Could you arrange everything from the line containing "Kindly give the mask of every instance of the **cartoon" down through the end of the rows as a Markdown table with the columns Number and Line, numbering each line and leaving out blank lines?

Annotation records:
════════════════
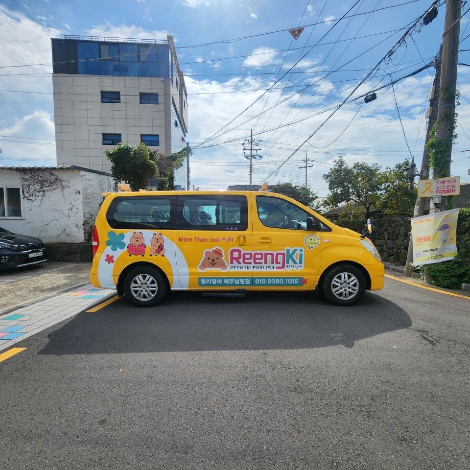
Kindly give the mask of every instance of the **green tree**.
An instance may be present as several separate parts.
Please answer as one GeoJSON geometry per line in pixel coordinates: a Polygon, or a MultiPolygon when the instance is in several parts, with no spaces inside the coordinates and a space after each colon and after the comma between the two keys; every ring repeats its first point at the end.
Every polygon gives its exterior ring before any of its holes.
{"type": "Polygon", "coordinates": [[[349,166],[342,157],[334,163],[323,175],[330,191],[324,206],[345,206],[350,212],[364,210],[366,218],[379,212],[408,213],[412,211],[416,195],[408,187],[409,161],[384,171],[376,163],[357,162],[349,166]]]}
{"type": "MultiPolygon", "coordinates": [[[[192,151],[189,151],[191,155],[192,151]]],[[[175,186],[175,170],[181,168],[186,157],[186,150],[183,149],[169,155],[154,152],[155,163],[158,167],[158,188],[160,191],[172,191],[175,186]]]]}
{"type": "Polygon", "coordinates": [[[318,210],[320,205],[317,201],[318,193],[312,192],[305,186],[294,186],[292,183],[280,183],[271,186],[269,189],[273,192],[291,197],[314,210],[318,210]]]}
{"type": "Polygon", "coordinates": [[[144,189],[147,182],[158,175],[158,168],[153,155],[144,143],[133,147],[118,143],[105,152],[111,162],[111,174],[116,185],[127,183],[133,191],[144,189]]]}
{"type": "Polygon", "coordinates": [[[416,190],[410,190],[410,162],[405,160],[392,168],[388,166],[382,173],[382,192],[380,200],[386,214],[411,215],[416,200],[416,190]]]}

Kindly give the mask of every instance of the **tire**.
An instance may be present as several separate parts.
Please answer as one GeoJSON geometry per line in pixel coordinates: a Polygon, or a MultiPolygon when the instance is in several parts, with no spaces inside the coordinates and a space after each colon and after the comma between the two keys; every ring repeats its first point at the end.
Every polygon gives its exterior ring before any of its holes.
{"type": "Polygon", "coordinates": [[[334,305],[346,306],[355,304],[364,295],[366,280],[357,268],[351,264],[339,264],[327,272],[320,289],[334,305]]]}
{"type": "Polygon", "coordinates": [[[168,292],[168,283],[156,269],[143,266],[129,271],[124,280],[126,298],[138,307],[153,307],[168,292]]]}

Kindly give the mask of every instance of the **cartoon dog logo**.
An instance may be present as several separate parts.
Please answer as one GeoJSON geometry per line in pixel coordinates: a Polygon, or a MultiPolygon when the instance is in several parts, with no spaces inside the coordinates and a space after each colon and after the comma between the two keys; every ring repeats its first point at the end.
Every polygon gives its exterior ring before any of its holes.
{"type": "Polygon", "coordinates": [[[141,232],[134,232],[131,236],[131,242],[127,245],[127,253],[129,256],[133,255],[145,254],[145,244],[144,243],[143,234],[141,232]]]}
{"type": "Polygon", "coordinates": [[[224,259],[224,251],[218,246],[212,250],[206,250],[198,267],[199,271],[206,269],[220,269],[226,271],[228,269],[224,259]]]}
{"type": "Polygon", "coordinates": [[[165,240],[161,234],[154,233],[150,240],[150,256],[153,256],[154,255],[155,256],[161,255],[162,256],[164,257],[165,248],[164,246],[164,242],[165,240]]]}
════════════════
* **Response to the exercise**:
| Number | Line |
|---|---|
| 1 | Kindly give the mask of every instance of the **cartoon dog logo**. |
| 2 | An instance may be present as several separate parts. |
| 3 | Please answer as one GeoJSON geometry per line in pixel coordinates: a Polygon, or a MultiPolygon when the instance is in several parts, with no spaces inside the coordinates and a space after each colon and after the comma between the two keys; every ring repeats its first point at the end. |
| 4 | Every polygon gives its exterior ring before any of its holes. |
| 5 | {"type": "Polygon", "coordinates": [[[141,232],[134,232],[131,236],[131,242],[127,245],[127,253],[129,256],[133,255],[145,254],[145,244],[144,243],[143,234],[141,232]]]} |
| 6 | {"type": "Polygon", "coordinates": [[[224,259],[224,251],[218,246],[212,250],[206,250],[198,267],[199,271],[206,269],[220,269],[226,271],[228,269],[224,259]]]} |
| 7 | {"type": "Polygon", "coordinates": [[[165,240],[161,234],[154,233],[150,240],[150,256],[153,256],[154,255],[155,256],[161,255],[162,256],[164,257],[165,248],[164,246],[164,242],[165,240]]]} |